(A run of entries):
^^^^^^^^^^^^^^^^

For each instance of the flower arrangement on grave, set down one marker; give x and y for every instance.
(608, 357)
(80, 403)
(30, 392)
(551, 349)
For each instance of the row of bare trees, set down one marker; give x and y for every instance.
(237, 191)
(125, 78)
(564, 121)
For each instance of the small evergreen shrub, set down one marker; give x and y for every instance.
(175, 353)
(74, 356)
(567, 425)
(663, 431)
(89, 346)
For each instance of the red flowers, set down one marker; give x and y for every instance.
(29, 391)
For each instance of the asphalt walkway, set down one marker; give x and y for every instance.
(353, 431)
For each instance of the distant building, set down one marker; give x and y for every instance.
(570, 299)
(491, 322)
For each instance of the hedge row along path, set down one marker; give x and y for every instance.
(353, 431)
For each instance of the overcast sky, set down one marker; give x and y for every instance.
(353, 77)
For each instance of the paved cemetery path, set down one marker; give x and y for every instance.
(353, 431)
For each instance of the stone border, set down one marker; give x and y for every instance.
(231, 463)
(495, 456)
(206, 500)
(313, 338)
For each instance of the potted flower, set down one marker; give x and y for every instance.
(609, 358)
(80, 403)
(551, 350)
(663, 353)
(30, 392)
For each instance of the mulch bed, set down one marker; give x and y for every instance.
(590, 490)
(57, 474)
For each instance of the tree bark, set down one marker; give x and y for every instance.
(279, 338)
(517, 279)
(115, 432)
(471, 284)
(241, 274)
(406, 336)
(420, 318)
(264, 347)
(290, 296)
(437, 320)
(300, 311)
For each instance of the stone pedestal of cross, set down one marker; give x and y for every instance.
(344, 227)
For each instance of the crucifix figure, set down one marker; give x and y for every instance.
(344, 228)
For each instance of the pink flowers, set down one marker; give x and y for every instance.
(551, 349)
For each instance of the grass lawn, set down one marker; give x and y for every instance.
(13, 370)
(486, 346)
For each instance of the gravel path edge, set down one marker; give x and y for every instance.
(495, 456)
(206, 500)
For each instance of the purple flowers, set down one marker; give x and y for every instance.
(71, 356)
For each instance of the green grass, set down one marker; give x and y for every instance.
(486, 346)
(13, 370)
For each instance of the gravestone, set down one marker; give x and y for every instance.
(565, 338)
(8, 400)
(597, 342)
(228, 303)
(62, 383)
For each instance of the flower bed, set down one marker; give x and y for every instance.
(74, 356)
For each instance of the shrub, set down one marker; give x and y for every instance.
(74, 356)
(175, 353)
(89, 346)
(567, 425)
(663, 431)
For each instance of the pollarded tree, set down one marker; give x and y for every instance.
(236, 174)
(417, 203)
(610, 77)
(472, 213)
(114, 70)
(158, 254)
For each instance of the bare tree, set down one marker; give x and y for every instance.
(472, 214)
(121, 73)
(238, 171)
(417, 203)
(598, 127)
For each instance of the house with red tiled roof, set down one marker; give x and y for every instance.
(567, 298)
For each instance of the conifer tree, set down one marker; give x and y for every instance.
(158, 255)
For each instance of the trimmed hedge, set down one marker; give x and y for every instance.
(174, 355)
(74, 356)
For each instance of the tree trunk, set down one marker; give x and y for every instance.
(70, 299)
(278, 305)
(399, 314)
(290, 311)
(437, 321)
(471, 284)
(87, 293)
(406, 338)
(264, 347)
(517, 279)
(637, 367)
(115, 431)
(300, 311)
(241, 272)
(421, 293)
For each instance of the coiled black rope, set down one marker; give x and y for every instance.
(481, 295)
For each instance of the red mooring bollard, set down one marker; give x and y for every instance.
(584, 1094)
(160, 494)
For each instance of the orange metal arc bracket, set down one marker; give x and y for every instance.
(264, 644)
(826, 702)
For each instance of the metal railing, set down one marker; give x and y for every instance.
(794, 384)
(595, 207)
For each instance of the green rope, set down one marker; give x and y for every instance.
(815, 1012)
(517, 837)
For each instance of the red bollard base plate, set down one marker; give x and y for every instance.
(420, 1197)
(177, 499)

^^^^^^^^^^^^^^^^

(WHAT TO WORK ON): Rewrite every one of the entries above, changing "set down one marker" to "place a single point" wherever it occurs and keeping everything else the same.

(ANSWER TO THE PROBLEM):
For each instance of the flower arrangement on grave, place a single point; give x and y for every instance.
(608, 357)
(80, 403)
(30, 392)
(551, 349)
For each instance of the row of bare trees, place a single point; give x and y for every instance.
(237, 191)
(125, 78)
(564, 121)
For each instance of the small evergreen shrub, place a single point; give x and y for every instance.
(175, 353)
(74, 356)
(567, 425)
(663, 431)
(89, 346)
For each instance of the red flowers, place a single point; give x and y for every instance.
(29, 391)
For each instance of the asphalt walkway, place a single point; give x and y for every instance.
(353, 431)
For each instance of the distant building, place a single point; give x and y for every instance.
(570, 299)
(491, 322)
For each instance of the hedge row along path, place a single point; give x and y for every instance.
(353, 431)
For each instance of the overcast sky, place a single point; give x and y for every instance.
(353, 77)
For each instance of the paved cemetery path, place a single point; give x and y for every instance.
(353, 431)
For each instance of the stone border, place a single point; give x and y for every instance.
(231, 463)
(495, 456)
(206, 500)
(313, 338)
For each instance of the potted flower, place a single point; give x and y for every instance.
(609, 358)
(80, 403)
(551, 350)
(663, 353)
(30, 392)
For each instance of the mulch bed, place a single point; give x and y for every instance.
(590, 490)
(57, 474)
For each instance of the tree bark, place a single point; give x and y for every instance.
(279, 338)
(517, 279)
(115, 432)
(471, 284)
(241, 274)
(406, 336)
(420, 318)
(264, 347)
(290, 296)
(437, 320)
(300, 311)
For each instance of the stone pedestal of cross, place a single point; give x and y for every instance.
(344, 227)
For each instance of the crucifix figure, place a single point; give x and y for every instance.
(344, 228)
For each instance of the pink flowers, place a single point; give x and y for every instance.
(551, 349)
For each instance of the grass lawn, place a single point; give x and y for every instance.
(13, 370)
(486, 346)
For each instance of the gravel path edge, place a single point; give x and y for every instance.
(495, 456)
(206, 500)
For each instance of the purple flowers, place a single point; give x and y for every instance.
(71, 356)
For each instance of the green grass, place a single point; give x and y for every instance.
(486, 346)
(13, 370)
For each instance of the gravestone, place a single point; give x and y for every instance.
(565, 338)
(8, 400)
(597, 342)
(228, 303)
(62, 383)
For each instance of the flower bed, place a single point; give x and y for every instance.
(74, 356)
For each instance of the shrub, place a single point; give x and y for every instance.
(74, 356)
(175, 353)
(89, 346)
(567, 425)
(663, 431)
For each instance of the pollarded tree, place a single point; give x and y for every instance.
(236, 174)
(417, 203)
(610, 77)
(472, 213)
(114, 70)
(158, 254)
For each instance of the bare tree, place a single point; give x and y for every instance.
(472, 214)
(121, 73)
(238, 171)
(417, 203)
(598, 127)
For each instance of the house with red tiled roof, place a single point; give x and y for every instance.
(567, 298)
For each instance of the conifer tree, place a single point; give x and y for every instance.
(158, 255)
For each instance of the trimmed hedge, place a single point; give x and y for every instance.
(174, 355)
(74, 356)
For each instance of the tree trunk, place a single point; give x and y for every instance.
(70, 299)
(278, 305)
(399, 314)
(290, 311)
(437, 321)
(471, 284)
(87, 293)
(406, 338)
(264, 347)
(517, 279)
(637, 367)
(115, 431)
(300, 311)
(241, 272)
(421, 293)
For each instance of the coiled black rope, place a single point; give x and y for every instance.
(481, 295)
For each instance of the red mooring bollard, place a single point; give x and y for every instance.
(584, 1094)
(160, 494)
For each instance of the orange metal arc bracket, place a single point; give x and y for every instance.
(264, 644)
(826, 702)
For each instance of the metal railing, place a single point; give x and y for every instance.
(794, 384)
(595, 207)
For each instance of the green rope, place a single point; give x and y for every instance.
(815, 1012)
(517, 837)
For each instance of the red bollard base plate, place a single point; give x and y for every instance.
(420, 1197)
(177, 499)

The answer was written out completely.